**Task to carry out:**
Update the records below by changing every occurrence of "signal-timing desk" to "traffic operations desk". Leave all other text unchanged.
# # # # # # #
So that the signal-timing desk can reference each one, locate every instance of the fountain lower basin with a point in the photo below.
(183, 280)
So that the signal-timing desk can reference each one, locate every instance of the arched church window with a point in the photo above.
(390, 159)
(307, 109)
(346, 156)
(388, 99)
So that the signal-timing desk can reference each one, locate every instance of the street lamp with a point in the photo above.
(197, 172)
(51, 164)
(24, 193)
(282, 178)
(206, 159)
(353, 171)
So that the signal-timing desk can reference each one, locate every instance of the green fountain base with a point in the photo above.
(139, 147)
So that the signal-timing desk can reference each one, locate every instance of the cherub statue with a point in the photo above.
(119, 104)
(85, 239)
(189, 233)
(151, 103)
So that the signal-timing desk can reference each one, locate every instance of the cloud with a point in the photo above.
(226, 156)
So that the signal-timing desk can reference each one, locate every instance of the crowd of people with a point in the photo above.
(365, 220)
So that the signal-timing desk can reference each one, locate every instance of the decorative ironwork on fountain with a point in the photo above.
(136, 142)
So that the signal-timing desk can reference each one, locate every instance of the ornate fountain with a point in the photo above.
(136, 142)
# # # # # # #
**Written response:**
So that the traffic operations desk can reference each one, locate every instance of the fountain lower basin with a point in the photo below.
(183, 280)
So that the traffic operations desk can reference each one, locate every instance of the arched church window with a point in the photo above.
(390, 159)
(307, 109)
(346, 156)
(388, 99)
So that the traffic operations desk can reference each one, locate every instance of the street lamp with a point in the photo above.
(197, 172)
(51, 164)
(24, 193)
(282, 178)
(206, 159)
(353, 171)
So that the traffic operations desk can reference each one, locate every instance of the green fountain base with a point in the photo above.
(139, 147)
So that the traffic operations desk can reference each one, locate every instance of the cherub statue with a point in the photo above.
(119, 104)
(85, 239)
(189, 233)
(151, 103)
So that the traffic operations desk can reference each one, locate every instance of the cloud with a point in the photo above.
(226, 156)
So that the traffic operations desk can reference each one, locate every instance of the crowd of people with a point in the photo above.
(365, 220)
So that the traffic operations desk can reference each one, locate every instance of the decorative ironwork on fountain with a point in the photo above.
(136, 142)
So that the traffic operations desk can reference each one, locate every instance of the ornate fountain with a point in the photo above.
(136, 142)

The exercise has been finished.